___ Selected passage ___

I would say the UD 24/7


----------



## LilDee (Jun 12, 2007)

i like the rimmel kohl pencil  /emoticons/[email protected] 2x" width="20" height="20" />


----------



## glamadelic (Jun 13, 2007)

I wonder if wet n' wild's H20 proof blending eye pencil would work well?


----------



## cherish 66 (Jun 13, 2007)

Laura Mercier gel liner works well for me and I love their Bleu Marine color.


----------



## chinadoll (Jun 14, 2007)

MAC fluidlines in blacktrack. Use a brush to apply.. I have used all types of pencils waterproof, cheap expensive. I will try the urban decay its 15.00.


----------



## Makeup-aholic (Jun 14, 2007)

On QVC they had SMASHBOX gel liner called JET SET LINER and the lady said that it was waterproof and safe on the waterline.


----------



## chaos32 (Oct 17, 2008)

I totally LOVE lining my waterline, but I have very moist eyes, so after an hour or so, my eyeliner smudges or disappears or runs to the inner corner of my eye, leaving a big clumpy eye-booger that is ABSOLUTELY disgusting!

I have yet to find a product that irritates my eyes.

A friend recommended that I try Jane Cream eyeliner on my waterline, and it stays better than most other ones, but I usually end up with it clumping up inside/under my eyelid which is VERY irritating.

So does anyone have any ideas? I prefer the automatic eyeliners that you dont have to sharpen, because most regular pencils dont even show up on my waterline.

Anything you could suggest would be GREAT.

Also, I'm looking for eyeliner in black, but Im also looking for a white one to do a few looks ive seen in tutorials. But mostly just black eyeliner.

Ideas?

ha! I totally thought I was the only one with this problem as well! I will try blotting it first now, though, and see if that works!


----------



## hopeless novice (Oct 17, 2008)

I always hear good things about Revlon Colorstay waterproof eyeliner. You might want to check your Longs for buy one get one sale cuz my Longs is having a sale this week.


----------



## Johnnie (Oct 17, 2008)

Well, if you want to go the cheap route you can use Maybelline's Expert Eyes Pencil Liners but in order to get your liner to last use a lighter to soften it. It lasts all day. I use it this way.


----------



## chaos32 (Oct 17, 2008)

i've never heard of Longs. is it a drug store? im up in northwest washinton state. i dont think we have one


----------



## Anthea (Oct 17, 2008)

Maybellene unstoppable works well for me.


----------



## chaos32 (Oct 17, 2008)

i didnt know anyone still did that. i havent done that since like 2002 lol


----------



## alblume (Oct 17, 2008)

i just line the waterline with a lancome eye pencil and set it with a black shadow...it stays on for a good 8 hours for me :]


----------



## FemmeFroufrou (Oct 17, 2008)

Styli-Style Line &amp; Seal are cheap and simply INCREDIBLE. They are waterproof, smudge proof and fustration proof. Heading for summer over here and I'm wearing this in Bronze on the lower eyeline 2-3 times per week ...not only gorgeous, but it does not budge AT ALL all day long.

___

● **Set of tasks**
(1) Please pull out every line of the listing below that contains the word "wheel".
(2) Continue the forum thread about waterline eyeliner from its last post.

___ Task data ___

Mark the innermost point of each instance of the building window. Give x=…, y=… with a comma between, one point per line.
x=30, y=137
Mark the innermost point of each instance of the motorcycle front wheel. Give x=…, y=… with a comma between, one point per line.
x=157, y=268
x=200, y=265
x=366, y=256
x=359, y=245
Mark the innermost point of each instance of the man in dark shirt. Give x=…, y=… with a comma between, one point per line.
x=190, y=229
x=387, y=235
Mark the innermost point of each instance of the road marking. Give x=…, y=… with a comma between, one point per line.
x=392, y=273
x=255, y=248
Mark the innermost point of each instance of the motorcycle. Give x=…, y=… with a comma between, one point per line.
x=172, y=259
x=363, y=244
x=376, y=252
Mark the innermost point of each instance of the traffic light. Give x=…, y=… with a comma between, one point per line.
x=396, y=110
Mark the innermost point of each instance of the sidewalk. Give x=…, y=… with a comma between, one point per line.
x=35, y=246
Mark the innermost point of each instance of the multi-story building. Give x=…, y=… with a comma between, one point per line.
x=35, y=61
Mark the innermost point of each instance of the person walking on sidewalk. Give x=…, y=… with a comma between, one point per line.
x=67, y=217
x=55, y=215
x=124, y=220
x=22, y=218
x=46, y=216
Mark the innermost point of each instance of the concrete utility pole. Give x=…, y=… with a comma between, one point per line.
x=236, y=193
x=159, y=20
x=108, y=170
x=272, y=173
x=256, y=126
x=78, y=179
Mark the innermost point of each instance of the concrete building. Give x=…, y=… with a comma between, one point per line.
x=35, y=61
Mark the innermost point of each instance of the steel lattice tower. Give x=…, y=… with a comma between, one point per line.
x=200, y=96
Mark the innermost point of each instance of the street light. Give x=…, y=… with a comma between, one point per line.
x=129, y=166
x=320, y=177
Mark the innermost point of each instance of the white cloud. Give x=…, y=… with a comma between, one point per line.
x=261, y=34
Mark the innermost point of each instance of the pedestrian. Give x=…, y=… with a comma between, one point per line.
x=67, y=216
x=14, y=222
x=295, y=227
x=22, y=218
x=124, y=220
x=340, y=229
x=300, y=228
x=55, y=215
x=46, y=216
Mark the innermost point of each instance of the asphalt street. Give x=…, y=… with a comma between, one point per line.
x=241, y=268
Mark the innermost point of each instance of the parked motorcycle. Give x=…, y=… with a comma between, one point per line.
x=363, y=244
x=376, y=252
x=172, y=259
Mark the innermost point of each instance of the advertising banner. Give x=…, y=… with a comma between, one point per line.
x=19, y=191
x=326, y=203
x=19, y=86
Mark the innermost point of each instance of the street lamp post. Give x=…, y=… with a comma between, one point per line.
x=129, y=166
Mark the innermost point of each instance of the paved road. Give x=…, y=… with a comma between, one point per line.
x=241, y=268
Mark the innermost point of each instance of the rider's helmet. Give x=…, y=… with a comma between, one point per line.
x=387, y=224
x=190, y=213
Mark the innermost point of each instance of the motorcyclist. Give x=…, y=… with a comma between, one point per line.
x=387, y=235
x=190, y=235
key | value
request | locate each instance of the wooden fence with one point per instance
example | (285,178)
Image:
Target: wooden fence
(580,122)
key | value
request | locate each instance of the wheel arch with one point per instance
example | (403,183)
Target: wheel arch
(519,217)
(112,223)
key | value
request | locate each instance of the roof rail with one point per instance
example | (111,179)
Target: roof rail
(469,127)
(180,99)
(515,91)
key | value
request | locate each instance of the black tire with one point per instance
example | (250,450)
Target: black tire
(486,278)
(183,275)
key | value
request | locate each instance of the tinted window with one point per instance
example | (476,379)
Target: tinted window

___

● **Responses to the tasks**
(1)
Mark the innermost point of each instance of the motorcycle front wheel. Give x=…, y=… with a comma between, one point per line.
request | locate each instance of the wheel arch with one point per instance
Target: wheel arch

(2)
PS for aussies, Priceline has them at 50% off until end of month, ie $10AU each.


----------



## Palacinka Beaut (Oct 17, 2008)

I'd have to say:

UD 24/7 Glide-on Pencils

CHANEL waterproof eyeliners

Revlon Color Stay

Styli-Style 24/hour pencils

L'Oreal gel eyeliner (THIS stays on forever!)


----------



## hopeless novice (Oct 17, 2008)

Yes, Longs Drugs is a drugstore. Here is a store locator, enter your zip, click enter, then click on view ad to see if they have a sale.

I had that liner. It lasts all day long but it is not a true black and it is hard to apply. I have now Prestige which is way cheaper. It is softer, black, but doesn't stay in my waterline for long. :3:


----------



## bronze_chiqz (Oct 18, 2008)

Tigi crayon liner, stay put all day long!The best Ive tried!


----------



## TheGreenFairy (Oct 19, 2008)

Honestly ive found one eyeliner that worked on my waterline and that was a no name brand crayon eyeliner which ive never found again.

For me, the eyeliner i have for this purpose is a black eyeshadow that i bought for 12c off ebay (it was in a set of 80 eyeshadows that i bought for like $10 lol). Its actually not bad, and somehow stays on most of the day.


----------



## macupjunkie (Oct 19, 2008)

this isn't an eyeliner, but I've heard that this works for a lot of people (not me tho, nothing stays on the bottom lash line, not even eyeshadow with UDPP) but a lot of ppl swear by lining with regular pencil/khol liner, then setting it with a matte eyeshadow (whichever color liner you're wearing that day) on the waterline. It sounds a little risky so if you really care about cosmetic safety etc. don't do it, but if not, give it a try  /emoticons/[email protected] 2x" width="20" height="20" />


----------



## internetchick (Oct 19, 2008)

That is an interesting tip! I think I will try that.  /emoticons/[email protected] 2x" width="20" height="20" />


----------



## Bexy (Oct 20, 2008)

I have and love my Smashbox Jet Set Liner. It has the most wonderful brush as well and it has the perfect bend to the brush to make it a snap to line the inner rim.

I used all of mine up and I got the HIP Liner and used it, since it was in a pot as well it stayed all day and my eye was not irritated. Not sure if it can be used on the inner rim but I did.


----------



## chubby_bunny (Oct 20, 2008)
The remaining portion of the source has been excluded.